Dettagli del compito - Trascriva fedelmente il passo del testo sul diritto all'istruzione da «L’istruzione è il» a «nello stesso Occidente.».

Testo di riferimento -
Oggi inizia la scuola, un diritto non per tutti
L’assemblea generale delle Nazioni Unite approvò la Dichiarazione universale dei diritti umani nel 1948, a seguito della Seconda guerra mondiale. L’articolo 26 della Dichiarazione, piuttosto noto, ricorda che «ogni individuo ha diritto all’istruzione». E poi che «l’istruzione deve essere gratuita almeno per quanto riguarda le classi elementari e fondamentali. L’istruzione elementare deve essere obbligatoria. L’istruzione tecnica e professionale deve essere messa alla portata di tutti e l’istruzione superiore deve essere egualmente accessibile a tutti sulla base del merito». È il caso di riportare interamente l’articolo, o quasi: «L’istruzione deve essere indirizzata al pieno sviluppo della personalità umana e al rafforzamento del rispetto dei diritti umani e delle libertà fondamentali. Essa deve promuovere la comprensione, la tolleranza, l’amicizia fra tutte le Nazioni, i gruppi razziali e religiosi, e deve favorire l’opera delle Nazioni Unite per il mantenimento della pace».
Riportare questo articolo, una volta di più, trova un senso nei dati forniti dall’UNICEF, secondo cui sono 250 milioni i ragazzi e le ragazze tra i 6 e i 18 anni, in tutto il mondo, che non hanno accesso all’istruzione, 64 quelli che non possono nemmeno frequentare la scuola primaria. Numeri enormi, sconcertanti, per dirla con Bettina Junker, direttrice generale dell’UNICEF. Numeri che ci ricordano come questo diritto non sia scontato, tutto il contrario. E il mancato rispetto di questo diritto provoca ulteriori disequilibri in una società già di per sé a più velocità.
L’istruzione è il grande motore dello sviluppo personale, diceva Nelson Mandela. «È attraverso l’istruzione che la figlia di un contadino può diventare medico, che il figlio di un minatore può diventare dirigente della miniera, che il figlio di un bracciante può diventare presidente di una grande nazione». La stessa Junker insiste su questo punto, quando sottolinea che l’istruzione è la chiave per consentire ai bambini di realizzare il loro pieno potenziale, di sviluppare il pensiero critico e di acquisire le competenze necessarie per partecipare attivamente alla società. Ma il concetto di scuola in termini inclusivi non è una retorica utile a distinguere “semplicemente” il primo dal terzo mondo. È qualcosa di più, e ci tocca da molto vicino. Ci sono disuguaglianze anche nello stesso Occidente.

Dati forniti -
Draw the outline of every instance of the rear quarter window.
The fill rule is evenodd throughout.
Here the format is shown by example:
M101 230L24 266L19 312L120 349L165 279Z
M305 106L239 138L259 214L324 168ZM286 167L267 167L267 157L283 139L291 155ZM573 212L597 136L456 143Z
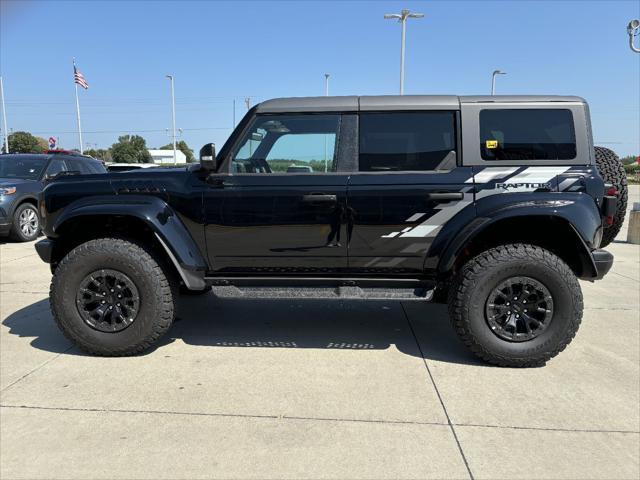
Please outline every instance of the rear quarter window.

Risposta proposta -
L’istruzione è il grande motore dello sviluppo personale, diceva Nelson Mandela. «È attraverso l’istruzione che la figlia di un contadino può diventare medico, che il figlio di un minatore può diventare dirigente della miniera, che il figlio di un bracciante può diventare presidente di una grande nazione». La stessa Junker insiste su questo punto, quando sottolinea che l’istruzione è la chiave per consentire ai bambini di realizzare il loro pieno potenziale, di sviluppare il pensiero critico e di acquisire le competenze necessarie per partecipare attivamente alla società. Ma il concetto di scuola in termini inclusivi non è una retorica utile a distinguere “semplicemente” il primo dal terzo mondo. È qualcosa di più, e ci tocca da molto vicino. Ci sono disuguaglianze anche nello stesso Occidente.